■ **CONSIGNE 1**
D'après le texte sur l'action d'URMUL, pourquoi la scolarisation des filles profite-t-elle à la fois à la famille de la jeune fille et à celle du futur mari ?
■ **CONSIGNE 2**
Énumérez toutes les actions qu'URMUL a menées dans le domaine de l'éducation selon le texte sur l'action d'URMUL.
■ **CONSIGNE 3**
Reprenez le texte sur l'action d'URMUL à la suite de sa dernière phrase.

■ **TEXTE À LIRE**
Dans le domaine de l'éducation, URMUL a incité les familles à envoyer leurs enfants à l'école qui est en plus gratuite et théoriquement obligatoire jusqu'à 14 ans. Pour ça, elle a mis en place des "écoles du désert" pour rapprocher les lieux d'enseignement des enfants et a agi pour améliorer le niveau général. Elle a aussi mis au point un dispositif recourant au Braille pour ceux qui ont des problèmes visuels. Pour les plus adolescents, notamment les déscolarisés, des stages ou des cours d'informatique ont été imaginés. Pour convaincre les plus réticents des parents, les bénévoles communiquent sur le fait qu'en envoyant les filles à l'école tout le monde y gagne au final : la famille de la jeune fille sur le montant de la dot, celle du futur mari car une femme éduquée pourra travailler et donc ramener plus d'argent.

En matière de conditions de vie, des animaux ont été distribués aux plus pauvres, des mécanismes de microcrédits ont été proposés à l'échelle des villages, une espèce de banque aussi pour conserver le salaire des femmes et ainsi éviter que le mari ne se l'approprie pour aller le dépenser à des futilités. Chaque mois, une réunion permet de donner une chance tant à ceux qui ont une compétence (don de matériel) qu'aux autres (formation dispensée par les premiers cités). Des métiers à tisser ont par exemple été distribués et des petites communautés constituées. Les bénéficiaires peuvent vendre leur production à URMUL qui leur garantit un prix fixe. Autre point important : personne n'est lié indéfiniment à la communauté donc s'il y a un moyen de mieux gagner sa vie ailleurs, les membres sont libres de partir. De manière générale, il y a un partage des profits qui tient compte de l'expertise des uns et des autres mais aucun travailleur ne gagne moins que le minimum légal.

■ **LIGNES DE DONNÉES**

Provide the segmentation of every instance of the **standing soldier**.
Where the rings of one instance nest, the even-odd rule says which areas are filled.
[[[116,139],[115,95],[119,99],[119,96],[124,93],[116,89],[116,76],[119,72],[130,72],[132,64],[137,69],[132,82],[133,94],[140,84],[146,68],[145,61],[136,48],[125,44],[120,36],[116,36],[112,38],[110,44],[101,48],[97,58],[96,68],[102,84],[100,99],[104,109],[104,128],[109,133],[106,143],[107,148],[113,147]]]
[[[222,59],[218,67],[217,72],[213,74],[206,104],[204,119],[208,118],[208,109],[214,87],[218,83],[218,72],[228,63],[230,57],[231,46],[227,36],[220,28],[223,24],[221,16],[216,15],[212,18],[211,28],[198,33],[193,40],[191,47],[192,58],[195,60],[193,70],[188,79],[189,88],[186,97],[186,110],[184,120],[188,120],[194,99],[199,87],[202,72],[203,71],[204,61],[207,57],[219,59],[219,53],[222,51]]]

■ **RÉPONSE 1**
La famille de la jeune fille y gagne sur le montant de la dot. Celle du futur mari en profite parce qu'une femme éduquée pourra travailler et donc ramener plus d'argent.

■ **RÉPONSE 2**
- Inciter les familles à envoyer leurs enfants à l'école.
- Mettre en place des « écoles du désert » pour rapprocher les lieux d'enseignement des enfants.
- Agir pour améliorer le niveau général.
- Mettre au point un dispositif recourant au Braille pour ceux qui ont des problèmes visuels.
- Imaginer des stages ou des cours d'informatique pour les adolescents, notamment les déscolarisés.
- Faire communiquer les bénévoles auprès des parents réticents sur l'intérêt d'envoyer les filles à l'école.

■ **RÉPONSE 3**
Enfin, URMUL a un nouveau crédo depuis quelques années : la lutte contre le mariage des enfants au Rajasthan. Cette pratique permet à la famille de verser une dot moindre et de compter une bouche en moins à nourrir. Il faut à ce sujet savoir que 55% des jeunes filles sont mariées avant 15 ans dans cet Etat et même 17% avant 10 ans ! La fondation a donc décidé de collecter des fonds et de communiquer sur le fait qu'en cas d'abandon de cette pratique, elle contribuera à l'éducation et veillera à la santé des enfants concernées.

URMUL intervient également au Pakistan mais toujours à destination des habitants du désert. Elle possède désormais de nombreux partenaires dans le monde dont Plan France et Rencontres au Bout du Monde. Cette dernière coopération a par exemple abouti à la construction de toilettes près des habitations pour améliorer le confort des touristes solidaires qui viennent partager le quotidien des locaux. Mais elle a aussi permis de réduire les risques de viols pour nombre de femmes et de filles qui ont désormais un chemin moins long à parcourir de nuit.

Arvind Ojha est passionnant à écouter et l'action de sa fondation mérite tant le respect que l'admiration.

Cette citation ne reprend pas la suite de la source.